> YOUR TASKS:
1 - In the text on glycan structure analysis, what are antibodies and lectins now generally grouped as?
2 - Can you sum up the text on glycan structure analysis in two sentences?
3 - Could you extend the text on glycan structure analysis, picking up right after its final sentence?

> DOCUMENT SEGMENT:
Over the years, many approaches were developed to provide information about glycan structures. For example, antibodies and lectins, now generally grouped as glycan-binding proteins (GBPs),1 have been used in indirect approaches to explore features of cell surface glycans. Antibodies to blood group antigens (ABO and Lewis antigens) (3335) have been used to identify expression of these determinants on glycoproteins and glycolipids in cells and tissues. Lectins and anti-glycan antibodies have been useful in identifying glycan structures associated with specific glycosylation pathways (3640), as well as to generate mutant cell lines with altered glycosylation identified by their resistance to toxic lectins (41). Specific GBP binding can provide significant information on the presence of unique monosaccharides (sialic acid and fucose), on the identification of epimers of hexoses (Gal, Man, and Glc), and in many cases anomericity, but they cannot provide complete glycan sequence information. In addition, the quality of lectins and antibodies and their precise specificities are often not well defined, creating problems in interpretation and replication of experiments.

More direct biochemical approaches to defining glycans involve disassembling the glycocalyx to investigate the structures of specific glycoconjugate classes (42, 43). Free glycans generated by chemical or enzymatic means or directly available in body fluids, such as milk or urine, may be directly analyzed by MS methods, but they are often separated by chromatographic techniques, permethylated, and then characterized by MS methods (44). The amphipathic glycosphingolipids (GSL), which are small relative to glycoproteins and proteoglycans, are isolated from lipid extracts of cells and tissues, separated by nonaqueous chromatographic techniques, permethylated, and characterized directly by MS methods (45). Glycans can be released enzymatically from GSL using recombinant endoglycoceramidases and prior to permethylation and MS sequencing (46). For most common GSL that have a double bond in the sphingosine moiety, ozonolysis followed by degradation at neutral pH eliminates the glycan and provides a simple method for obtaining free GSL-derived glycans that can be reduced, reductively aminated with a variety of tags, permethylated, and analyzed by MS methods (47).

> SOURCE MATERIAL:
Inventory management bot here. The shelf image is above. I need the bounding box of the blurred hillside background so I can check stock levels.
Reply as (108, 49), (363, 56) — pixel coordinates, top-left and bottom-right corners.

> RESULTS IN ORDER:
1 - Glycan-binding proteins (GBPs).

2 - Antibodies and lectins, grouped as glycan-binding proteins, have long been used indirectly to explore glycan features, but they cannot provide complete glycan sequence information and their precise specificities are often not well defined. More direct biochemical approaches disassemble the glycocalyx to study specific glycoconjugate classes, with free glycans and glycosphingolipids often separated by chromatography, permethylated, and characterized by MS methods.

3 -
Glycoproteins and proteoglycans may be prepared from biological fluids and aqueous or aqueous-detergent extracts of cells or tissues and then separated by a variety of chromatographic techniques. In cases where a glycomic profile was considered informative, the component glycans may be released by enzymatic or chemical means, such as by treatment with proteases followed with endoglycosidases, e.g. peptide-N-glycosidase-F and O-glycanase, to release N-glycans and the Ser/Thr-linked core 1 O-glycan, respectively, or treated with base, e.g. NaOH or hydrazine, to release Ser/Thr-linked O-glycans by β-elimination using reductive or nonreductive methods (48). The resulting free glycans, like those derived from GSL, are typically either directly derivatized by fluorescent tags, e.g. 2-aminobenzamide (49) or 2-amino-N-(2-aminoethyl)benzamide (AEAB) (50) for separation by HPLC (51), or directly reduced, permethylated, and analyzed by MS analysis to obtain structural information (1, 5, 27, 28, 42, 52). Thus, methods to obtain the glycans comprising the glycoconjugates of a glycome are generally available, but they all have specific limitations.

Glycan Sequencing Approaches Can Be Combined to Aid in Defining the Glycome

Current ultrasensitive MS methods are routinely used for predicting glycan composition and sequence, and if sufficient standards and sophisticated tandem MS technologies are available to reproducibly identify unique fragment ions, detailed glycan structural analyses are possible by highly skilled investigators. Such complex structural studies are time-consuming and difficult but can ultimately help to provide the list of glycan structures comprising a glycome. Although such a list can provide the “road map” for the synthetic organic chemists to synthesize the glycans comprising a glycome, the information alone has intrinsically little value, and the unfortunate lack of facile synthetic methods put the “time until we have a glycome” far into the future. Thus, if glycomics is to evolve along the lines of genomics and proteomics, simple and robust methods that complement MS and permit the “capture” of natural glycans for functional studies are also required. Such methods can evolve from the technologies that were classically performed on pure compounds, which would also provide access to the glycans for functional analysis. Although NMR spectrometry has long been considered a definitive tool for identifying complete glycan structures (53, 54) and is probably absolutely required for microbially derived complex polysaccharides (55), its application is limited because few naturally occurring glycans of interest are available in sufficient quantities for NMR analysis.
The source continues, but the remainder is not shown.